> [Task requirements] Extract every line from the rows below that contains the word "suit". Case counts, so match uppercase and lowercase letters exactly.

========================

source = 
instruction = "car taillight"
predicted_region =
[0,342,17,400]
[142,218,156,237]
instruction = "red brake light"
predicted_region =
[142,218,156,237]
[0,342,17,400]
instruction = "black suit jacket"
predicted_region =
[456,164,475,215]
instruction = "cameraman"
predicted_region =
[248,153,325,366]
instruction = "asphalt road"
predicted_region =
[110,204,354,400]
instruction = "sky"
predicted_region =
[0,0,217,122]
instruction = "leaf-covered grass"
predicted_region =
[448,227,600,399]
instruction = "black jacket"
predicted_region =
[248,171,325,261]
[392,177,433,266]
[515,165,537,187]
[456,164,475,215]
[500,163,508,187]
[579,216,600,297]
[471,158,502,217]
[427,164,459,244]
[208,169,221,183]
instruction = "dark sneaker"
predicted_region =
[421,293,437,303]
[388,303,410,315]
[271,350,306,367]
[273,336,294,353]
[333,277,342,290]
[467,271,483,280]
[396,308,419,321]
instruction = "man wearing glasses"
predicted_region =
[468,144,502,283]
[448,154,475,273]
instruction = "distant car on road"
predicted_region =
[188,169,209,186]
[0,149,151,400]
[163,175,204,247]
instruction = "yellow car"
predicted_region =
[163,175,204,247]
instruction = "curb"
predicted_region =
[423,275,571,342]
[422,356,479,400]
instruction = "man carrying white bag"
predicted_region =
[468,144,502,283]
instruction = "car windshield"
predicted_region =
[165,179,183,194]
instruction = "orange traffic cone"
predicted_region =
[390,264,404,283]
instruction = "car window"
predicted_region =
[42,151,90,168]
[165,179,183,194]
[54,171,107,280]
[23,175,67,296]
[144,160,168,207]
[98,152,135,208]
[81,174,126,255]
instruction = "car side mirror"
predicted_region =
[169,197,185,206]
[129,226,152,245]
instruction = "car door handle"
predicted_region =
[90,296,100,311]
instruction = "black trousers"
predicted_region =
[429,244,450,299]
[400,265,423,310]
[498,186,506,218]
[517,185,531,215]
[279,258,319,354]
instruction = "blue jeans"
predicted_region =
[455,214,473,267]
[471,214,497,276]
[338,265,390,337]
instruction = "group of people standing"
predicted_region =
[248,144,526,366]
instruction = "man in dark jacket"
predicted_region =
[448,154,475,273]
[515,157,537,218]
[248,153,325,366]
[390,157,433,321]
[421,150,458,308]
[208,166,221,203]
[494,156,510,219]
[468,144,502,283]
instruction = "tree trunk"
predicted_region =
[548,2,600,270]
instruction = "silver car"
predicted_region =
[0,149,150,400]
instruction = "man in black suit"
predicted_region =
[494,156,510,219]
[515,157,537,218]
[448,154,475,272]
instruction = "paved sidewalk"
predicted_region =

========================

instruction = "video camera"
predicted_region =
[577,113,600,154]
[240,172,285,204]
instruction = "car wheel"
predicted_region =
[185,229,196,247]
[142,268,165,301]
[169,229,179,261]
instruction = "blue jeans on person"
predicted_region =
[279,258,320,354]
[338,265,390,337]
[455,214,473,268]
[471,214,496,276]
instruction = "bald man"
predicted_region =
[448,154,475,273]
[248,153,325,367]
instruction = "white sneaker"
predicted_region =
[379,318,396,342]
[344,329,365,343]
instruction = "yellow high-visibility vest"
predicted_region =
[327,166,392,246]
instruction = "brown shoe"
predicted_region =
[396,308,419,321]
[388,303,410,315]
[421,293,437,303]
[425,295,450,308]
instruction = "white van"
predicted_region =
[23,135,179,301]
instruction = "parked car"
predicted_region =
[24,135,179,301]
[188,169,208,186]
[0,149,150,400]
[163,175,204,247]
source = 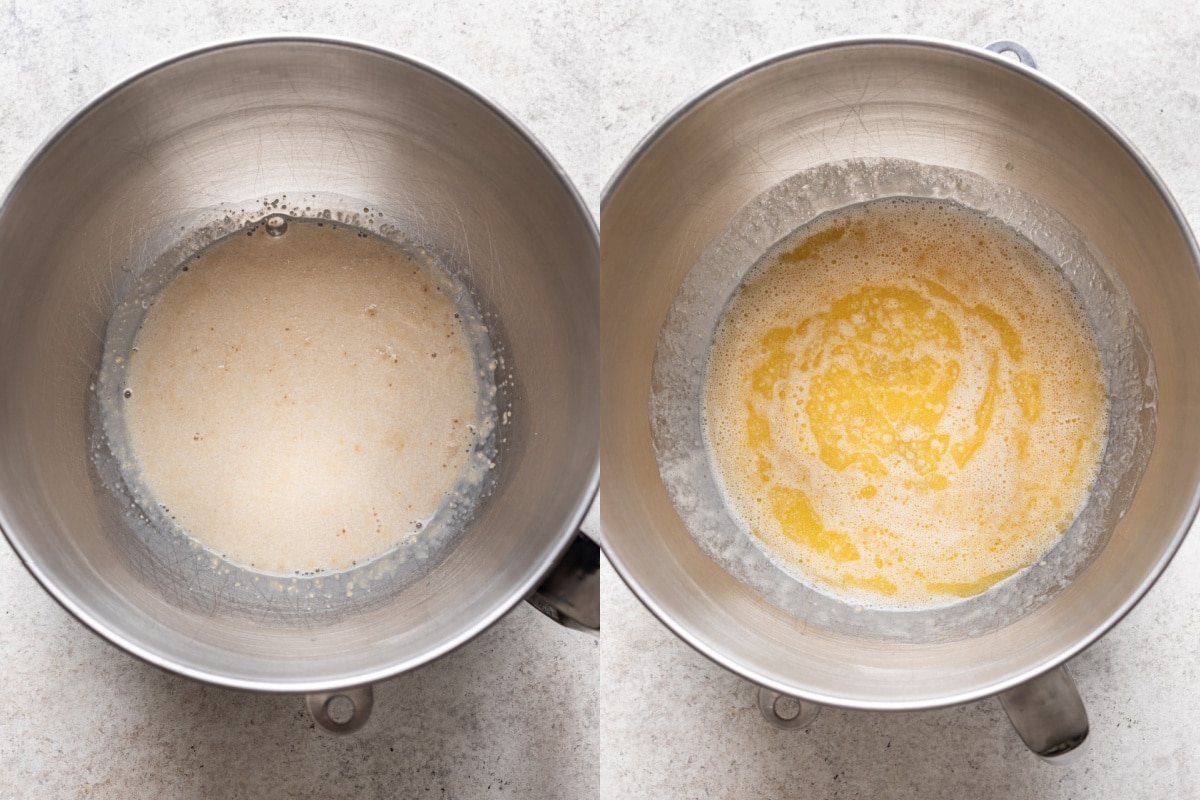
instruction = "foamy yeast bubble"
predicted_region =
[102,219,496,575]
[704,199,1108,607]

========================

> [Solution to this problem]
instruction = "black suit jacket"
instruction = "man in black suit"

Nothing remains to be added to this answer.